## start Records for processing
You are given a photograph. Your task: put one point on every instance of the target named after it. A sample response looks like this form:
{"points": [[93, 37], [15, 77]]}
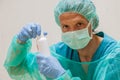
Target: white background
{"points": [[16, 13]]}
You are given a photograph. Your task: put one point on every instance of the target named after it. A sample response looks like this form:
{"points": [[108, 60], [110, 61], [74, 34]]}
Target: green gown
{"points": [[21, 64]]}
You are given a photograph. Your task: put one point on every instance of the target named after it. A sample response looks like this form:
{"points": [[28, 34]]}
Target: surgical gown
{"points": [[21, 63]]}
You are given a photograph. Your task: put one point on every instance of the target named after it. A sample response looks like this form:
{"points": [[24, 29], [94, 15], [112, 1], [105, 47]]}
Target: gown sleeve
{"points": [[20, 63], [67, 76]]}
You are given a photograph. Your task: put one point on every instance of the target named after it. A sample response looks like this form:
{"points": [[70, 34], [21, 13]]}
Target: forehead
{"points": [[71, 15]]}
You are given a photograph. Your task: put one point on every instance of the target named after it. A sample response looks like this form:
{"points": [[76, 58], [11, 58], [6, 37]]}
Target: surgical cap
{"points": [[84, 7]]}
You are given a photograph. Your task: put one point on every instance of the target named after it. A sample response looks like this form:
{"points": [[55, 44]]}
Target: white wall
{"points": [[15, 13]]}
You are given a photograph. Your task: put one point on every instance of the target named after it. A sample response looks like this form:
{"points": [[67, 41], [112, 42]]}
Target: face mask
{"points": [[77, 39]]}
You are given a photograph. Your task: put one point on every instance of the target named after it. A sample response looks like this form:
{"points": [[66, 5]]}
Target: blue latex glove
{"points": [[29, 31], [49, 66]]}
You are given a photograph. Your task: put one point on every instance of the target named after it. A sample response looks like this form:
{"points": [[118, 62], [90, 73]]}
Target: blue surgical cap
{"points": [[84, 7]]}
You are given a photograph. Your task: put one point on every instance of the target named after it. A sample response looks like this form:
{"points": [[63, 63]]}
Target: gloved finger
{"points": [[34, 30], [45, 33], [38, 29], [25, 34], [28, 30]]}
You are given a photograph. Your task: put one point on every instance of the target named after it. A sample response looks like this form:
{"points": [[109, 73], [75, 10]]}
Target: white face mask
{"points": [[77, 39]]}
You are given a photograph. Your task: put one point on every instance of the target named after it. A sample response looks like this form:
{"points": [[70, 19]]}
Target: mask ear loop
{"points": [[89, 24]]}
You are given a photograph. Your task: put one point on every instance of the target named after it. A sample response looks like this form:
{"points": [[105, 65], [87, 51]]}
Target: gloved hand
{"points": [[49, 66], [29, 31]]}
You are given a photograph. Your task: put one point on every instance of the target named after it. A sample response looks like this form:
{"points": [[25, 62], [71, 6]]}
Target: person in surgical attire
{"points": [[82, 54]]}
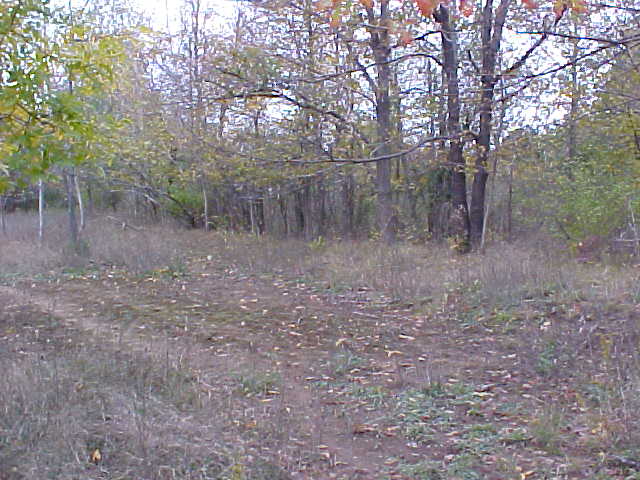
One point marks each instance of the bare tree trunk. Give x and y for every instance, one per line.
x=573, y=111
x=80, y=202
x=71, y=209
x=460, y=215
x=491, y=36
x=40, y=211
x=3, y=218
x=379, y=42
x=205, y=201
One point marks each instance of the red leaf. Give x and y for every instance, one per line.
x=405, y=38
x=427, y=7
x=335, y=20
x=466, y=8
x=579, y=6
x=559, y=7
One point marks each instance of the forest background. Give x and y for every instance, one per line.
x=427, y=120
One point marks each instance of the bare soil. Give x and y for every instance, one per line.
x=319, y=384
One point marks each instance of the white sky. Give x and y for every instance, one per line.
x=163, y=12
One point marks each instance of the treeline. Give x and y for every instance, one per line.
x=464, y=121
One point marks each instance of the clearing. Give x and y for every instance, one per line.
x=215, y=368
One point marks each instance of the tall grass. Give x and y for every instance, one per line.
x=105, y=240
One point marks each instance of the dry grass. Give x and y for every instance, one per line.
x=566, y=333
x=505, y=273
x=106, y=240
x=58, y=411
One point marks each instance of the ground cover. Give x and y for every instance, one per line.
x=256, y=359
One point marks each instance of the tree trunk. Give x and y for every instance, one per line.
x=3, y=218
x=205, y=201
x=460, y=211
x=76, y=185
x=40, y=211
x=491, y=36
x=74, y=235
x=380, y=45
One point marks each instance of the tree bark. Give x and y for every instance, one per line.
x=40, y=211
x=379, y=42
x=71, y=209
x=3, y=218
x=460, y=215
x=491, y=36
x=76, y=185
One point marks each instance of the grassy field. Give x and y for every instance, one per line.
x=165, y=354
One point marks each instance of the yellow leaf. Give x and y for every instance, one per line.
x=96, y=456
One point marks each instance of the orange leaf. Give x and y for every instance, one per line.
x=334, y=22
x=466, y=8
x=405, y=38
x=559, y=7
x=427, y=7
x=579, y=6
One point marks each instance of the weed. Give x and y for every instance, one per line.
x=258, y=383
x=546, y=430
x=345, y=362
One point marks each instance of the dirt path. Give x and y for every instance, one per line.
x=334, y=386
x=269, y=325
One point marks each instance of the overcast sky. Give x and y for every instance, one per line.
x=161, y=10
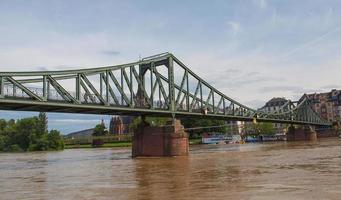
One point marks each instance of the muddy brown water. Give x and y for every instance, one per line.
x=295, y=170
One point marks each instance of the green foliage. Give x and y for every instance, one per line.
x=153, y=121
x=29, y=134
x=99, y=130
x=264, y=128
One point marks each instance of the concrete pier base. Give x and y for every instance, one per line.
x=168, y=140
x=301, y=133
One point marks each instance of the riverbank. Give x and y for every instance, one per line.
x=116, y=144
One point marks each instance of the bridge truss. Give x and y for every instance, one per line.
x=160, y=85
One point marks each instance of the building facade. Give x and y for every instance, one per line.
x=327, y=104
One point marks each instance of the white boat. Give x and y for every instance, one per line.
x=213, y=139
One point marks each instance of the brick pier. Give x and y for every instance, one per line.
x=168, y=140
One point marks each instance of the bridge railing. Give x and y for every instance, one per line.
x=159, y=84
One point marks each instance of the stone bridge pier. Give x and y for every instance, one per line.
x=158, y=141
x=301, y=133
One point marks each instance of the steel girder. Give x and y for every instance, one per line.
x=159, y=85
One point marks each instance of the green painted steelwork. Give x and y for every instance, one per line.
x=173, y=90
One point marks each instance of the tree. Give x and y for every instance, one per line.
x=29, y=134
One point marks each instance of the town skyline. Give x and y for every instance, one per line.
x=258, y=49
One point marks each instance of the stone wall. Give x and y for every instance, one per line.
x=169, y=140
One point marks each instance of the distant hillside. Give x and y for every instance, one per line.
x=82, y=133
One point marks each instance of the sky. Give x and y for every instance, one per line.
x=251, y=50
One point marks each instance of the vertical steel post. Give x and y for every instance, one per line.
x=107, y=86
x=200, y=94
x=171, y=90
x=187, y=93
x=44, y=88
x=100, y=84
x=213, y=109
x=122, y=85
x=78, y=87
x=151, y=85
x=131, y=87
x=2, y=87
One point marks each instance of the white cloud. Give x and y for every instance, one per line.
x=234, y=27
x=261, y=3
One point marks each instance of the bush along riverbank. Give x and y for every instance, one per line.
x=29, y=134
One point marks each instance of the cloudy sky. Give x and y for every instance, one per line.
x=250, y=50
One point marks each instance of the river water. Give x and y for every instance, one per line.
x=295, y=170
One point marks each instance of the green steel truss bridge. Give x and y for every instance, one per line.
x=159, y=85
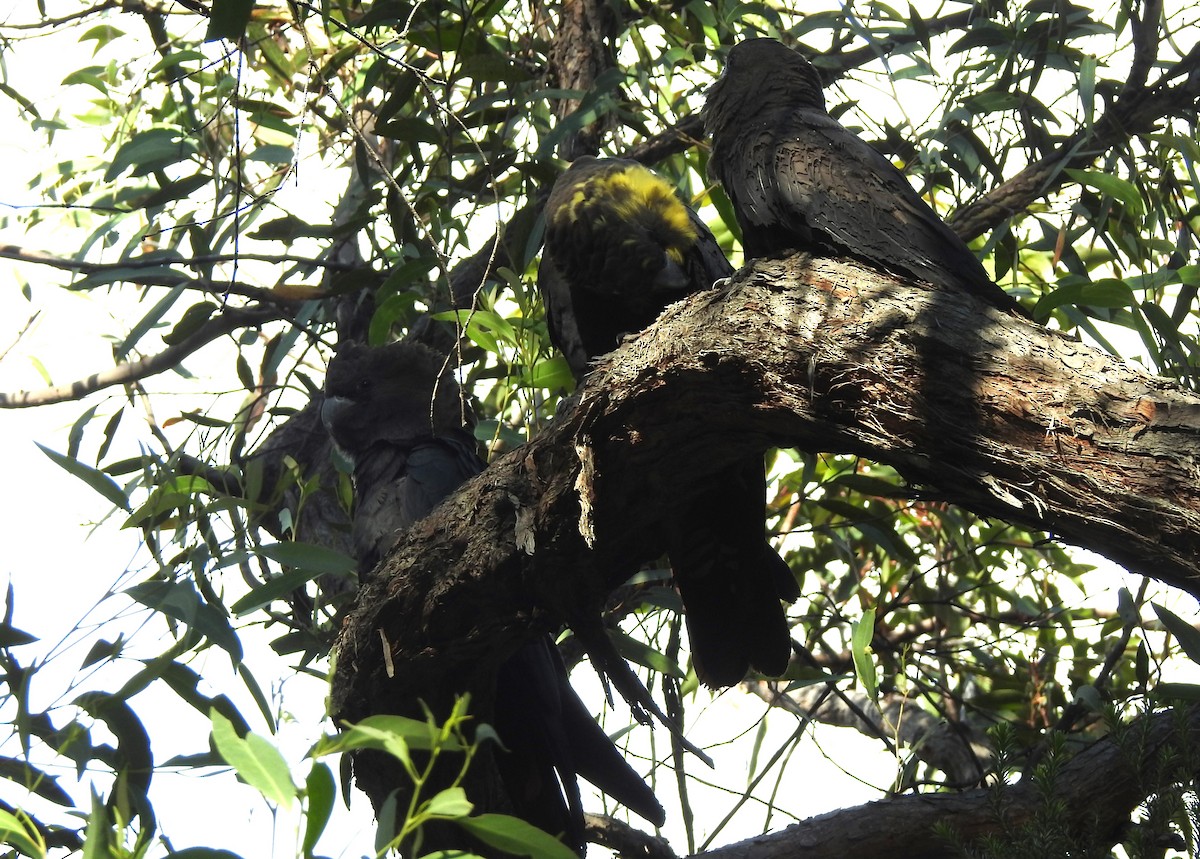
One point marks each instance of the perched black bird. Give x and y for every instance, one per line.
x=400, y=419
x=801, y=181
x=619, y=247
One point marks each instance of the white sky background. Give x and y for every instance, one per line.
x=61, y=568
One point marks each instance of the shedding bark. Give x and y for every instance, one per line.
x=970, y=404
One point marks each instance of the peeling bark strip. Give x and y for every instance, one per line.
x=972, y=406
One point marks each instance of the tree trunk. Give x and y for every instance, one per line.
x=972, y=406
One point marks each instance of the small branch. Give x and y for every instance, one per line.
x=625, y=840
x=133, y=371
x=1131, y=115
x=963, y=754
x=970, y=404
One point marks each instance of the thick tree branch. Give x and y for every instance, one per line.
x=973, y=406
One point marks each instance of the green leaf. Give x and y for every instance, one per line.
x=861, y=647
x=449, y=804
x=273, y=589
x=190, y=323
x=1185, y=632
x=136, y=758
x=321, y=791
x=179, y=600
x=310, y=557
x=516, y=836
x=257, y=762
x=1113, y=186
x=553, y=373
x=641, y=653
x=31, y=779
x=273, y=154
x=10, y=636
x=97, y=480
x=150, y=150
x=228, y=19
x=1175, y=691
x=21, y=833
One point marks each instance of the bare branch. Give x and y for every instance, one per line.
x=957, y=750
x=1096, y=792
x=1131, y=115
x=132, y=371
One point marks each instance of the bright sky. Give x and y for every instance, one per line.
x=61, y=569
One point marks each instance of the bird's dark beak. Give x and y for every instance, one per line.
x=331, y=409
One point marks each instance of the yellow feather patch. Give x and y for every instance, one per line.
x=636, y=194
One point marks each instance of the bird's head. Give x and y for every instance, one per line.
x=616, y=214
x=401, y=392
x=760, y=74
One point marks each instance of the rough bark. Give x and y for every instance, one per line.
x=972, y=406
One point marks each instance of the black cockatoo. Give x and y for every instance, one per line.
x=400, y=419
x=619, y=247
x=801, y=181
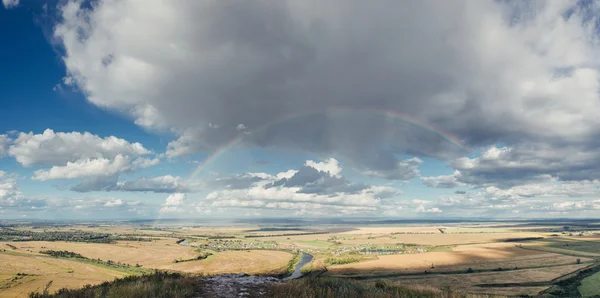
## end Records for processing
Recast the lines of the records above as a numbered list, starting at the line containing "One point marks each instance of the stone bridge" and ending at the line containing "x=169, y=140", omitting any blank lines.

- **Exercise result**
1. One point marks each instance of the stone bridge pier. Give x and y for every instance, one per line.
2. x=158, y=141
3. x=301, y=133
4. One point marks each instance of the steel girder. Give x and y for every instance, one per line.
5. x=159, y=85
6. One point marks each instance of the green painted steelwork. Give x and y for every instance, one per line.
7. x=173, y=90
8. One point marks each instance of the tree. Give x and y for every instance, one per line.
9. x=29, y=134
10. One point marks each instance of the town skyline. Give x and y for every instance, one per line.
11. x=258, y=49
12. One point marks each instance of the stone wall. Give x and y for every instance, one per line.
13. x=169, y=140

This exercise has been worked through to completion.